* **Given exercise**: Format the records from the line with "Point out the blue" through the line with "<point>342,253</point>" as a two-column CSV with the headers text and answer, one row per record. Put each value in a single quoted field, with line breaks replaced by spaces.
[begin Material to process]
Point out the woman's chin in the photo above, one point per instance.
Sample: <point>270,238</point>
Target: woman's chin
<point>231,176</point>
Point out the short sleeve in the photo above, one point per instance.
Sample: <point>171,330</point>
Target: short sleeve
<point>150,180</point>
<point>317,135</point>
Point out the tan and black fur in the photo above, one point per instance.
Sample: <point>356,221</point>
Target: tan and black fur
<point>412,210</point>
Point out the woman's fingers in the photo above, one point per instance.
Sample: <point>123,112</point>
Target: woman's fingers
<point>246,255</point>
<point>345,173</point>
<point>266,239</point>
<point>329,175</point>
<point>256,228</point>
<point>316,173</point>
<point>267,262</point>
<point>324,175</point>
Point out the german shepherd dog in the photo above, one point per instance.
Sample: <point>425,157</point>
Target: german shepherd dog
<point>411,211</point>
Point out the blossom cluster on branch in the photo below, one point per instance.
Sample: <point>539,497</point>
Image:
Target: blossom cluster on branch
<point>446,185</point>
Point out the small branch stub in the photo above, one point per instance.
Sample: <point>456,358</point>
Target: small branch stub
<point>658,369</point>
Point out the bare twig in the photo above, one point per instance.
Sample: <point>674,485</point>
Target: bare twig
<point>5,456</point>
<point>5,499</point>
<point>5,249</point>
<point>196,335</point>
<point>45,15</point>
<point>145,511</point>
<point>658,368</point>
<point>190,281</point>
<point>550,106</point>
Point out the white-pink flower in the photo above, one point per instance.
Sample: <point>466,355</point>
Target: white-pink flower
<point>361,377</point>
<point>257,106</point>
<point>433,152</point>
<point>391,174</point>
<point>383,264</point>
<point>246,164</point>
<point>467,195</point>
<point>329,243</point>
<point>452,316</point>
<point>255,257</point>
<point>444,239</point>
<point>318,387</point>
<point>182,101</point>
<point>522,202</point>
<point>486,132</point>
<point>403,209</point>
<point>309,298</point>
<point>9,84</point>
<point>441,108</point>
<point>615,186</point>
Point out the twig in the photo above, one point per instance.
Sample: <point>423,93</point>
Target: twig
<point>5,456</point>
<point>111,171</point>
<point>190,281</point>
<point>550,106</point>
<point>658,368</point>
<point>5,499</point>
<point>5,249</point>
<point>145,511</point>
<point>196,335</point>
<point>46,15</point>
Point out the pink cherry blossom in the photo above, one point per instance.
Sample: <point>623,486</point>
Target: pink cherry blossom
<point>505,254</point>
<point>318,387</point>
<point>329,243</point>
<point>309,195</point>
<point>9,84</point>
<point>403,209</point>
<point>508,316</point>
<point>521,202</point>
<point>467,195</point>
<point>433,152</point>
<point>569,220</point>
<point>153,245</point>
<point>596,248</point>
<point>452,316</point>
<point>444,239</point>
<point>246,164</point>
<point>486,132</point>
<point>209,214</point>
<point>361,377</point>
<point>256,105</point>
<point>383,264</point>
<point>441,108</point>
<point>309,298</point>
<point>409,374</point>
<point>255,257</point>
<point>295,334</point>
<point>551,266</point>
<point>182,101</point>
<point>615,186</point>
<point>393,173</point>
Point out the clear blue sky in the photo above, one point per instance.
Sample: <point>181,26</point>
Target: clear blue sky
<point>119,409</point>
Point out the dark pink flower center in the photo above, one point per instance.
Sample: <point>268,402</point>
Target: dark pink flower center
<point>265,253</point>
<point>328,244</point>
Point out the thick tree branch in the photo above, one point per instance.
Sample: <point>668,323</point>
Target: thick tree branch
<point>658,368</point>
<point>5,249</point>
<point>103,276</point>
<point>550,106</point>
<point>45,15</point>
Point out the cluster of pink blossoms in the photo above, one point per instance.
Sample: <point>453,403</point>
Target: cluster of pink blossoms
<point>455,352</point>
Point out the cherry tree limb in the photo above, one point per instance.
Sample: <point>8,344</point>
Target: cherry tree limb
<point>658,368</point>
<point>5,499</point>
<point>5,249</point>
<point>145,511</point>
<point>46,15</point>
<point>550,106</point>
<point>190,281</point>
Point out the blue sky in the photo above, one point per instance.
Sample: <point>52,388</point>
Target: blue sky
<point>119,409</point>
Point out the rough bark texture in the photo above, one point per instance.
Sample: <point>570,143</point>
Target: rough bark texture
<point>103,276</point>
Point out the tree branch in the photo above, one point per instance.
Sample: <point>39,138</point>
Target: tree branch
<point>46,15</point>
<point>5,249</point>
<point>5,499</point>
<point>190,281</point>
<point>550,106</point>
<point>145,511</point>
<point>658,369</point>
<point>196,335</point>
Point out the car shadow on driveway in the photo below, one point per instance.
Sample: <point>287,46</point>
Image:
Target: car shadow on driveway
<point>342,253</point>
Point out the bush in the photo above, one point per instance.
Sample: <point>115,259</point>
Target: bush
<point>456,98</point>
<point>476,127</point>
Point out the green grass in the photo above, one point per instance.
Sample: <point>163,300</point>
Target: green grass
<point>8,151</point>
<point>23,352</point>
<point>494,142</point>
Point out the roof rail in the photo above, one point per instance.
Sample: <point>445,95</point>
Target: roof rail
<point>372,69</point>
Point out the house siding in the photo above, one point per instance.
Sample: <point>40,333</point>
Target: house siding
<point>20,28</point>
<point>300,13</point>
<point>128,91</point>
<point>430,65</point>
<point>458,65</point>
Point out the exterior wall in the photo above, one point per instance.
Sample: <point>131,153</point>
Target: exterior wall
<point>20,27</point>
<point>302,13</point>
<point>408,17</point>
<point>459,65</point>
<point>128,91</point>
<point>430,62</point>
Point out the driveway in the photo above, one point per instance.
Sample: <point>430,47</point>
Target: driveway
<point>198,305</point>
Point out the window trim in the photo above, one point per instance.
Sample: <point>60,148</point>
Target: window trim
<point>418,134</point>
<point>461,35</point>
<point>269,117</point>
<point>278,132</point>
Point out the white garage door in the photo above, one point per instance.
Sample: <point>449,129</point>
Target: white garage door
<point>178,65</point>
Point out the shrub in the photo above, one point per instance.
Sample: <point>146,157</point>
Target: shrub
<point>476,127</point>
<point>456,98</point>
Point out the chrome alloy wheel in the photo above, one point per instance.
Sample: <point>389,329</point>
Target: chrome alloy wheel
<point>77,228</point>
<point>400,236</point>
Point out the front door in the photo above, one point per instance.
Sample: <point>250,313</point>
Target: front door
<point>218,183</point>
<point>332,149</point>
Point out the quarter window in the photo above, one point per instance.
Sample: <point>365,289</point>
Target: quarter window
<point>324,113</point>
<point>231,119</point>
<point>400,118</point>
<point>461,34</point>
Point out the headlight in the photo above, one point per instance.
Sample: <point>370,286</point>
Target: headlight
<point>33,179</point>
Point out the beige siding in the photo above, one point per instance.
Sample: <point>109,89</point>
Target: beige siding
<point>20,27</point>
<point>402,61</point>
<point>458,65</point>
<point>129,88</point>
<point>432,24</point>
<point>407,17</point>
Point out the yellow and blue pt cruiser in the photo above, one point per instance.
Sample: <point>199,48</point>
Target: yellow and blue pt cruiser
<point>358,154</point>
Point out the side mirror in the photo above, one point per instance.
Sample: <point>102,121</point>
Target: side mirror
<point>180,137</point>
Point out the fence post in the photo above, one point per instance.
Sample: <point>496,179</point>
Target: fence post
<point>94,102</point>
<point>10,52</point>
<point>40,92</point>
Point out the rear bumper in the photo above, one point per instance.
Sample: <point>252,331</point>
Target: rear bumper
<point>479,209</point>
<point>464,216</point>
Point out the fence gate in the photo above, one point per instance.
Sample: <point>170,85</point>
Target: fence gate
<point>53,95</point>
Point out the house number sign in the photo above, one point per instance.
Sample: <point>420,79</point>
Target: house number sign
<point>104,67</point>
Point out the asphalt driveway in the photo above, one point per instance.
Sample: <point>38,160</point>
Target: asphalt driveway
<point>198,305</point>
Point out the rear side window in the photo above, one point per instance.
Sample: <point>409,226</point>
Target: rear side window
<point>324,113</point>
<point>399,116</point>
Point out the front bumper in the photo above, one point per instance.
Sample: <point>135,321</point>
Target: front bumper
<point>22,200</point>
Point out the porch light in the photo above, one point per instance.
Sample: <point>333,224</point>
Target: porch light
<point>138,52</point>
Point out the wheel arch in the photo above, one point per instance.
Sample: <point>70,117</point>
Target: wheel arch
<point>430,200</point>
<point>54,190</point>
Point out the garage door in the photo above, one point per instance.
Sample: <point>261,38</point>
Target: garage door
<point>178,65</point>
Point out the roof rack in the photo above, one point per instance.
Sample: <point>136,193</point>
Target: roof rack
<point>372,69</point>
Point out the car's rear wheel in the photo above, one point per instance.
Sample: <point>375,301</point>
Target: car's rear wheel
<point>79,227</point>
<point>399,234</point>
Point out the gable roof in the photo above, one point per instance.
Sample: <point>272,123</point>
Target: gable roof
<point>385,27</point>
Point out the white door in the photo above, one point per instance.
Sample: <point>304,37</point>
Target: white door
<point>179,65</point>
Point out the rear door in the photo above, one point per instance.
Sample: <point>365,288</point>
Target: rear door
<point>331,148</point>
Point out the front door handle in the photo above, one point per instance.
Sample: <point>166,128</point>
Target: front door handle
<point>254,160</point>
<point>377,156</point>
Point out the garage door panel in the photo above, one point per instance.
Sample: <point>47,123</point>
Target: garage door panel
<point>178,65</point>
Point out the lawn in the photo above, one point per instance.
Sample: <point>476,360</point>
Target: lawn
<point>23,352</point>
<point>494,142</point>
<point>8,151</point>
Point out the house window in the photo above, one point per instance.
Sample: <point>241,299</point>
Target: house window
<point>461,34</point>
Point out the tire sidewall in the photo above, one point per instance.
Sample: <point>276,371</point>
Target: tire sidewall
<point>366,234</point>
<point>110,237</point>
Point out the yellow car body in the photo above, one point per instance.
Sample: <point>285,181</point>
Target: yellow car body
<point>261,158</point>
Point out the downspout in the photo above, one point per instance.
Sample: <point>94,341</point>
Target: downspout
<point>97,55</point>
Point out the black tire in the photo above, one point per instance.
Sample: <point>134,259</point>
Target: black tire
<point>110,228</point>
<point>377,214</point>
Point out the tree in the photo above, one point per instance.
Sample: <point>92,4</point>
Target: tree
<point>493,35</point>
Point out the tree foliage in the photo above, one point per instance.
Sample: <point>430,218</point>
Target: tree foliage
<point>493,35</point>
[end Material to process]
* **Task answer**:
text,answer
"Point out the blue sky in the photo above, one point per instance. Sample: <point>52,388</point> Target: blue sky","<point>119,409</point>"
"Point out the rough bark texture in the photo above, one point per instance. Sample: <point>570,143</point> Target: rough bark texture","<point>103,276</point>"
"Point out the tree branch in the photo above, one point per instance. Sample: <point>39,138</point> Target: tree branch","<point>46,15</point> <point>5,249</point> <point>5,499</point> <point>190,281</point> <point>550,106</point> <point>145,511</point> <point>658,369</point> <point>196,335</point>"
"Point out the car shadow on driveway in the photo below, one point per instance. Sample: <point>287,46</point> Image: Target: car shadow on driveway","<point>342,253</point>"